▶ _Wyodrębniony tekst_
================================
W dwudziestoleciu międzywojennym twierdzono, że niepodległość wywalczyły Legiony, najbardziej inteligencka armia świata, co było historycznym kłamstwem - ocenił w poniedziałek prof. Olaf Bergmann z Wielkopolskiego Muzeum Niepodległości podczas konferencji poświęconej 103. rocznicy wybuchu powstania wielkopolskiego, zorganizowanej w Warszawie.
Paneliści konferencji zorganizowanej w warszawskim Muzeum Niepodległości dyskutowali m.in. o społecznych i politycznych aspektach powstania, gospodarce narodowej w okresie zaborów, roli dyplomacji i wojny w zmaganiach o polskość ziem zachodnich.
Prof. Olaf Bergmann z Wielkopolskiego Muzeum Niepodległości oraz Brunon Różycki, psycholog, popularyzator historii oraz twórca kanału YouTube "Historia Bez Mitów" próbowali wyjaśnić, jak powstanie wielkopolskie jest postrzegane wśród Wielkopolan. Bergmann wyraził ubolewanie z powodu tego, że najrzetelniejsze - jego zdaniem - badania historyczne nad zwycięskim powstaniem prowadzono w latach 70. i 80. Te zaś - jak podkreślił - są dziś anachroniczne i wymagają uaktualnienia.
================================
▶ _Twoje zadanie_
Przepisz z tekstu o powstaniu wielkopolskim fragment od słów „Paneliści konferencji zorganizowanej” do słów „polskość ziem zachodnich.” włącznie. Dalsze pozycje nie mają z tym nic wspólnego.
================================
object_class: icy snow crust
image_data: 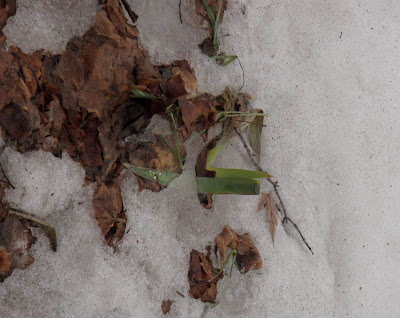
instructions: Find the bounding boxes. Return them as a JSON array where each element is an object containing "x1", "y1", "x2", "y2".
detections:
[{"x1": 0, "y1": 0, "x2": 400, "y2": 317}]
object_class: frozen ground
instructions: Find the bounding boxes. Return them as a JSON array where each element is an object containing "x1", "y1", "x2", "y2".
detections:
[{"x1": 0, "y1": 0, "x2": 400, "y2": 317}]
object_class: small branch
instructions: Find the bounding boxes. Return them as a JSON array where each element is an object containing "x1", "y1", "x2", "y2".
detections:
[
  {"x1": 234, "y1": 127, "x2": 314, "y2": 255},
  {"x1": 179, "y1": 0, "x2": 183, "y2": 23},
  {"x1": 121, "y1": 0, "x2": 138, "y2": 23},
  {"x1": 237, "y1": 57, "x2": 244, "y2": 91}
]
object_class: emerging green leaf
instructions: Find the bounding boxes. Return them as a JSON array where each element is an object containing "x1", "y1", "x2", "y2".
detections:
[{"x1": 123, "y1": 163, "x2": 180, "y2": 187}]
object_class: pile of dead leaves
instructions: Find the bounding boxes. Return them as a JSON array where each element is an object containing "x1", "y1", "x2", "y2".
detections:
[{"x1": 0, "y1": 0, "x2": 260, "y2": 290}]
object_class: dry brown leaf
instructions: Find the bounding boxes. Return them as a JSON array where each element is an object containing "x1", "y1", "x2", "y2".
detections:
================================
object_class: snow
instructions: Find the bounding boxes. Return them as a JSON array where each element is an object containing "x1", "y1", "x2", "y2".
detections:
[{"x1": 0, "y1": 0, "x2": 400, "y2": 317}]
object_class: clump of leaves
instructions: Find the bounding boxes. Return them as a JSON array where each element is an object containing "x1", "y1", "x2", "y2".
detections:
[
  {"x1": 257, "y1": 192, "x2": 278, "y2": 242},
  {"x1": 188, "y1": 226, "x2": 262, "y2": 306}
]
================================
▶ _Poprawna odpowiedź_
Paneliści konferencji zorganizowanej w warszawskim Muzeum Niepodległości dyskutowali m.in. o społecznych i politycznych aspektach powstania, gospodarce narodowej w okresie zaborów, roli dyplomacji i wojny w zmaganiach o polskość ziem zachodnich.